++++ DATASET ++++

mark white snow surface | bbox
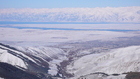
[16,46,67,75]
[67,46,140,77]
[0,49,27,69]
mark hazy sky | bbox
[0,0,140,8]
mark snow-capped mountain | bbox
[67,46,140,79]
[0,7,140,23]
[0,44,66,79]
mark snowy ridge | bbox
[0,7,140,23]
[16,47,67,75]
[0,46,27,69]
[67,46,140,76]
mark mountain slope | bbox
[67,46,140,76]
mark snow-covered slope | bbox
[67,46,140,76]
[0,7,140,22]
[0,49,27,69]
[0,44,67,75]
[16,47,67,75]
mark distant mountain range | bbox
[0,7,140,23]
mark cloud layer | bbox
[0,7,140,23]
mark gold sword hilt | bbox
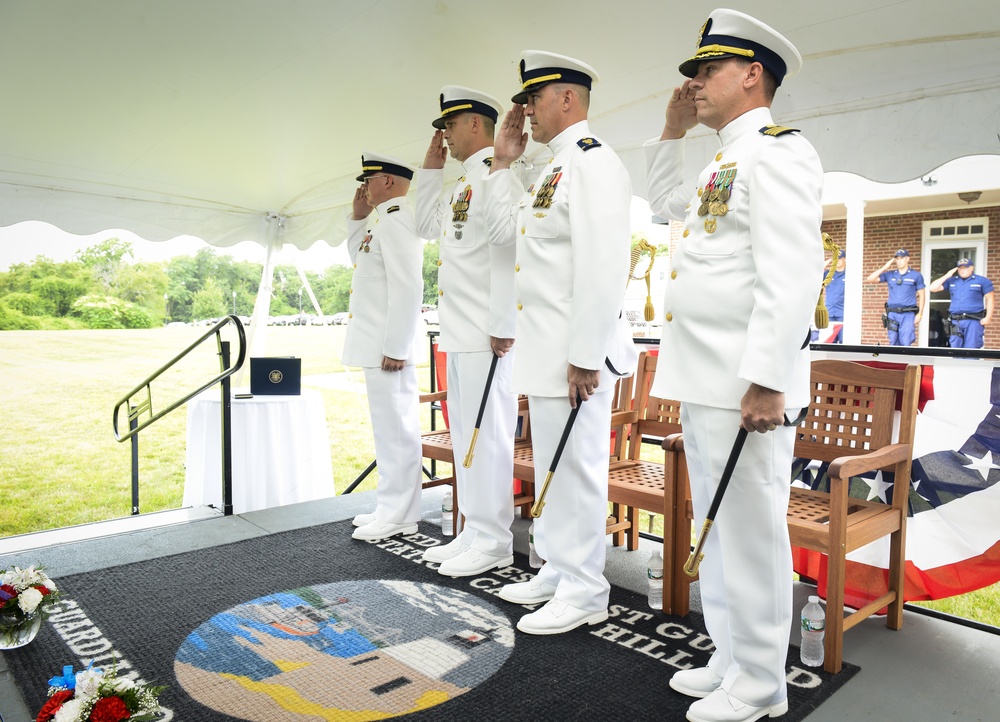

++++

Every line above should be repeated exactly; pictures stay out of the copy.

mark white snow surface | bbox
[16,46,67,75]
[67,46,140,77]
[0,49,27,69]
mark hazy sky | bbox
[0,0,140,8]
mark snow-capped mountain | bbox
[67,46,140,79]
[0,7,140,23]
[0,44,66,79]
mark snowy ridge | bbox
[0,7,140,23]
[16,47,67,75]
[0,46,27,69]
[67,46,140,76]
mark mountain slope | bbox
[67,46,140,76]
mark snow-covered slope | bbox
[67,46,140,76]
[0,7,140,22]
[0,49,27,69]
[0,44,67,75]
[16,47,67,75]
mark distant mountain range | bbox
[0,7,140,23]
mark cloud layer | bbox
[0,7,140,23]
mark gold sword hilt | bbox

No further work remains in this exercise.